═════ Stored data ═════

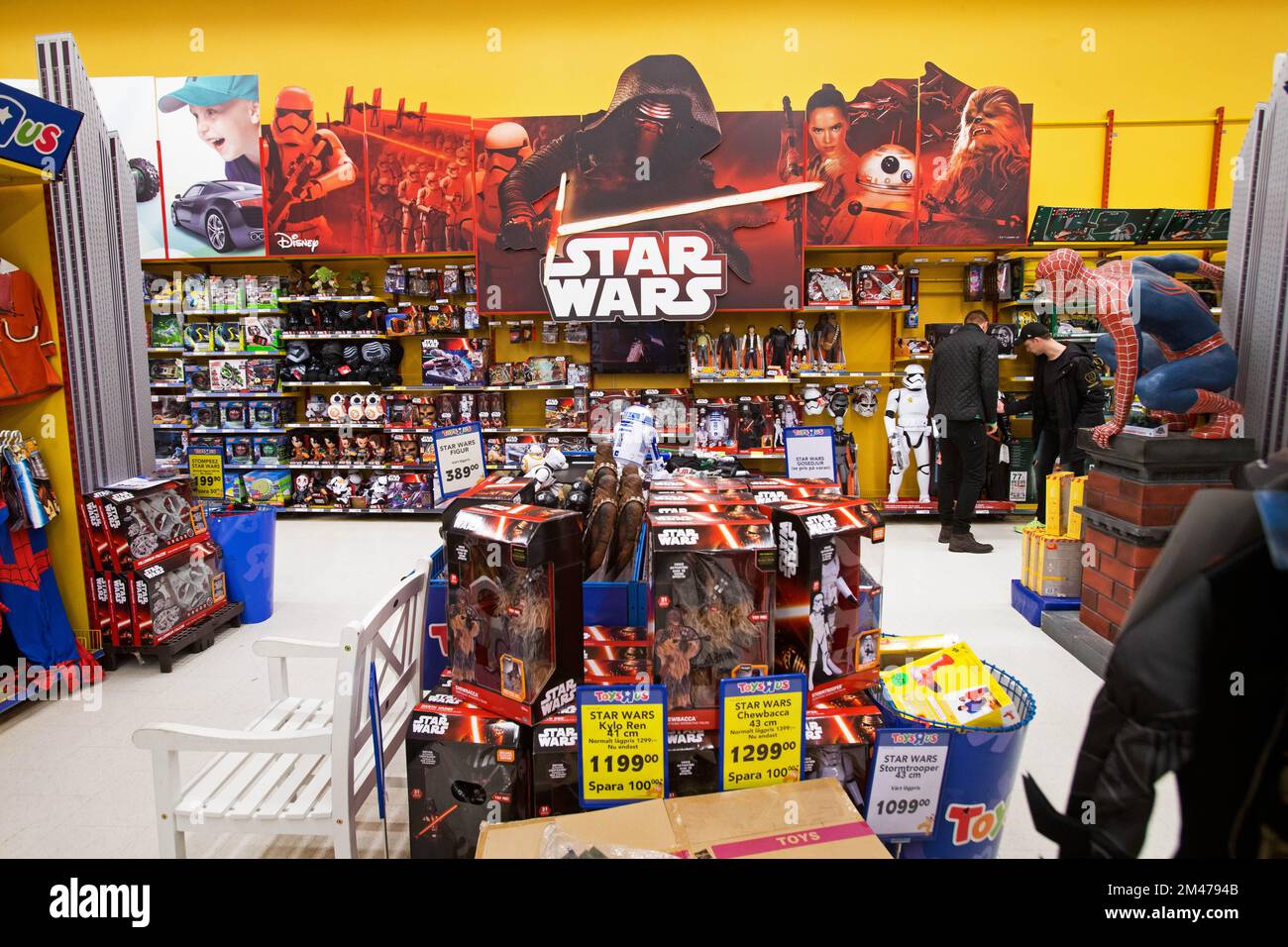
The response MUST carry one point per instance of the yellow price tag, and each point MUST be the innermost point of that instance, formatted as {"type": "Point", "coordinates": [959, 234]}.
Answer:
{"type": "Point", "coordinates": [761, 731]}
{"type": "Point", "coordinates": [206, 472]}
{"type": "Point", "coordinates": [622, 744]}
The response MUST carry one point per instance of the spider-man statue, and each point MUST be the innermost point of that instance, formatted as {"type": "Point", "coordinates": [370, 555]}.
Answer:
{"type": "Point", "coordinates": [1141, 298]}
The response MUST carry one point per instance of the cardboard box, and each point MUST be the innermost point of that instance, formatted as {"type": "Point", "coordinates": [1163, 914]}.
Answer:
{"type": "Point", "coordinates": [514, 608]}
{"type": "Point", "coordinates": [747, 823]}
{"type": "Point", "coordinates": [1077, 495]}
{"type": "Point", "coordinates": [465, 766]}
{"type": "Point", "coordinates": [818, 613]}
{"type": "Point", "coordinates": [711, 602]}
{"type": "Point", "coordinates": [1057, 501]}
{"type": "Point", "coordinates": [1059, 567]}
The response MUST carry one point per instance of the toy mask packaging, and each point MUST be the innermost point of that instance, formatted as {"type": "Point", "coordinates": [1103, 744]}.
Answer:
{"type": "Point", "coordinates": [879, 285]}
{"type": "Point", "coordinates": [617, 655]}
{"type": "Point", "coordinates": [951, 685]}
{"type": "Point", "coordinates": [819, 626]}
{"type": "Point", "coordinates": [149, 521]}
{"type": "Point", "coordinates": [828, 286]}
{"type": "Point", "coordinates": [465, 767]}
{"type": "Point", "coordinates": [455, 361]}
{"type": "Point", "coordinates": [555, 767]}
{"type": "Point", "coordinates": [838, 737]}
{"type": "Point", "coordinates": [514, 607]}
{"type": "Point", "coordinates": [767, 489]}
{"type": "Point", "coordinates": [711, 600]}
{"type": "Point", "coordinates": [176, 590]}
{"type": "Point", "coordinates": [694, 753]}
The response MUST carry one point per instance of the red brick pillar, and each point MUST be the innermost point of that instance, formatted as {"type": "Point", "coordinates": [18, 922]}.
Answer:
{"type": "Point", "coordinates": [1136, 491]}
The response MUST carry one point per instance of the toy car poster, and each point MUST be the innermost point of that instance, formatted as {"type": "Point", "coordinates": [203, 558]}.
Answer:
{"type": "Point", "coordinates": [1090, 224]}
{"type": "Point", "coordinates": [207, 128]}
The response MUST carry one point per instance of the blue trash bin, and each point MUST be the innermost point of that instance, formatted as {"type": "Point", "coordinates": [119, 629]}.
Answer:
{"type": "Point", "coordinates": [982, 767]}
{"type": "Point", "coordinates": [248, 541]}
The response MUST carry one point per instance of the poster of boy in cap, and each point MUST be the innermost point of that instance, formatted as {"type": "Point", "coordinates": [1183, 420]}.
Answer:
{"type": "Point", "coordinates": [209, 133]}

═════

Put each line of the data above into a JSON list of strings, with one string per line and no blank lines. Leave the pictures out.

[
  "The response MUST carry one point per instance of the yellow price tag, and each point MUST be the innermost point of that instance, formatted as {\"type\": \"Point\", \"coordinates\": [959, 234]}.",
  "Answer:",
  "{\"type\": \"Point\", \"coordinates\": [761, 731]}",
  "{\"type\": \"Point\", \"coordinates\": [206, 472]}",
  "{\"type\": \"Point\", \"coordinates\": [622, 744]}",
  "The response MUST carry one point per instance of the spider-man statue, and each point MUST be the innermost point of that instance, formatted as {\"type\": \"Point\", \"coordinates\": [370, 555]}.",
  "Answer:",
  "{\"type\": \"Point\", \"coordinates\": [1141, 298]}",
  "The response MUST carry one point per instance of the cardboard box, and each point MUST be the innermost point of that instance, formatted as {\"type\": \"Point\", \"coordinates\": [1163, 914]}.",
  "Answer:",
  "{\"type\": \"Point\", \"coordinates\": [514, 608]}",
  "{\"type\": \"Point\", \"coordinates\": [747, 823]}",
  "{\"type\": \"Point\", \"coordinates\": [1077, 495]}",
  "{\"type\": \"Point\", \"coordinates\": [465, 766]}",
  "{\"type\": \"Point\", \"coordinates\": [818, 613]}",
  "{\"type\": \"Point\", \"coordinates\": [711, 602]}",
  "{\"type\": \"Point\", \"coordinates\": [1057, 501]}",
  "{\"type\": \"Point\", \"coordinates\": [1059, 567]}",
  "The response MUST carry one point per instance of the toy mask packaging, and each point MUST be the innermost point of that instance, formatted as {\"type\": \"Point\", \"coordinates\": [1103, 744]}.",
  "Answer:",
  "{\"type\": \"Point\", \"coordinates\": [879, 285]}",
  "{\"type\": \"Point\", \"coordinates\": [617, 655]}",
  "{\"type\": \"Point\", \"coordinates\": [951, 685]}",
  "{\"type\": \"Point\", \"coordinates\": [819, 626]}",
  "{\"type\": \"Point\", \"coordinates\": [149, 521]}",
  "{\"type\": \"Point\", \"coordinates\": [828, 286]}",
  "{\"type\": \"Point\", \"coordinates\": [465, 767]}",
  "{\"type\": \"Point\", \"coordinates\": [455, 361]}",
  "{\"type\": \"Point\", \"coordinates\": [555, 767]}",
  "{\"type\": \"Point\", \"coordinates\": [838, 737]}",
  "{\"type\": \"Point\", \"coordinates\": [514, 607]}",
  "{\"type\": \"Point\", \"coordinates\": [767, 489]}",
  "{\"type\": \"Point\", \"coordinates\": [711, 600]}",
  "{\"type\": \"Point\", \"coordinates\": [176, 590]}",
  "{\"type\": \"Point\", \"coordinates\": [694, 753]}",
  "The response MUST carry one point per instance of the red brick pillar, and each point MUST be the innermost point of that instance, formatted as {\"type\": \"Point\", \"coordinates\": [18, 922]}.",
  "Answer:",
  "{\"type\": \"Point\", \"coordinates\": [1136, 491]}",
  "The response MUST carry one point per instance of the toy car poster, and each point MUST be the innermost point of that instance, formatted as {\"type\": \"Point\", \"coordinates\": [203, 558]}.",
  "Answer:",
  "{\"type\": \"Point\", \"coordinates\": [1090, 224]}",
  "{\"type\": \"Point\", \"coordinates\": [207, 128]}",
  "The response MUST carry one point per instance of the blue trash bin, and each point MUST be the innermost point of that instance, formatted as {\"type\": \"Point\", \"coordinates\": [119, 629]}.",
  "Answer:",
  "{\"type\": \"Point\", \"coordinates\": [982, 767]}",
  "{\"type\": \"Point\", \"coordinates\": [248, 541]}",
  "The response MUST carry one point per instance of the poster of boy in cap, and each point MUST be the innermost point of that instance, formatted as {\"type\": \"Point\", \"coordinates\": [1183, 420]}.",
  "Answer:",
  "{\"type\": \"Point\", \"coordinates\": [209, 133]}"
]